Texto do documento
-=-=-=-=-

O anúncio do nascimento surpreendeu o mundo inteiro em novembro de 2018. O cientista He Jiankui revelou em Hong Kong que tinha modificado embriões no âmbito de uma fertilização in vitro para um casal, com a finalidade de criar uma mutação de seu genoma que lhes daria imunidade natural contra o VIH, o vírus causador da Sida, durante a sua vida. O procedimento não tinha nenhuma justificativa médica, visto que já existem técnicas para impedir a contaminação pelo pai seropositivo.

As gémeas nasceram e receberam os nomes de Lulu e Nana, mas mais não se sabe. Os seus pais quiseram manter a sua vida em segredo.

A comunidade científica internacional e as autoridades criticaram duramente a experiência de He Jiankui e o caso avivou o alerta contra determinados usos de ferramentas de edição genética - como o "Crispr".

He Jiankui
He Jiankui He Jiankui créditos: LUSA

Um jornalista da revista MIT Technology Review recebeu o manuscrito do estudo que o cientista chinês tentou fazer publicar por revistas científicas prestigiosas e que detalha o seu método e os seus resultados. Mas o texto do estudo confirma o que muitos especialistas suspeitavam: na verdade, demonstra que a mutação tentada, em parte do gene CCR5, não teve êxito, segundo geneticistas consultados.

-=-=-=-=-

Experimente
Diga se cada afirmação concorda com o texto sobre a experiência de He Jiankui, com sim ou não e a citação exata das palavras que o decidem. (a) He Jiankui anunciou em Hong Kong que tinha modificado embriões. (b) Os pais das gémeas tornaram pública a vida delas. (c) O manuscrito do estudo mostra que a mutação no gene CCR5 teve êxito. O material que se segue provém de outra fonte.

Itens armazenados
-=-=-=-=-

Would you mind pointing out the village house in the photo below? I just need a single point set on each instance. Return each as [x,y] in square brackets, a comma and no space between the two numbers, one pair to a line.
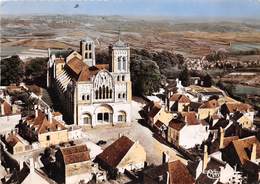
[28,174]
[187,131]
[74,164]
[174,172]
[43,129]
[228,109]
[211,170]
[208,109]
[123,154]
[14,143]
[179,103]
[244,154]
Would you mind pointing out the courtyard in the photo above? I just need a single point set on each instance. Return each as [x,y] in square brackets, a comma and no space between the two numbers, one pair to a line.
[136,132]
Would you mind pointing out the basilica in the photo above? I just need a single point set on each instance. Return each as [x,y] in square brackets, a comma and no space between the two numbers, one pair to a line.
[92,94]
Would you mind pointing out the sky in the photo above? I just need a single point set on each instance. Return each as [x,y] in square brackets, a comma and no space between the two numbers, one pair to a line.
[168,8]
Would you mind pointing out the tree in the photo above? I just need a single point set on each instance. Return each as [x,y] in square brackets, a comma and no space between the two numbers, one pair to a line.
[146,76]
[12,70]
[184,77]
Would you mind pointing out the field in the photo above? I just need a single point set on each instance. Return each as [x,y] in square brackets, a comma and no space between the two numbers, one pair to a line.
[188,37]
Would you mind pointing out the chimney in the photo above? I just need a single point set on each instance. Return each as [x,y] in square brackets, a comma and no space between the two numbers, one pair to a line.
[49,115]
[253,153]
[35,110]
[205,158]
[167,177]
[221,138]
[165,157]
[31,165]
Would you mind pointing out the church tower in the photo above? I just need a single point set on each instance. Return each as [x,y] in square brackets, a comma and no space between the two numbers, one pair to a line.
[87,50]
[120,56]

-=-=-=-=-

Resposta
(a) Sim: "O cientista He Jiankui revelou em Hong Kong que tinha modificado embriões"
(b) Não: "Os seus pais quiseram manter a sua vida em segredo."
(c) Não: "demonstra que a mutação tentada, em parte do gene CCR5, não teve êxito"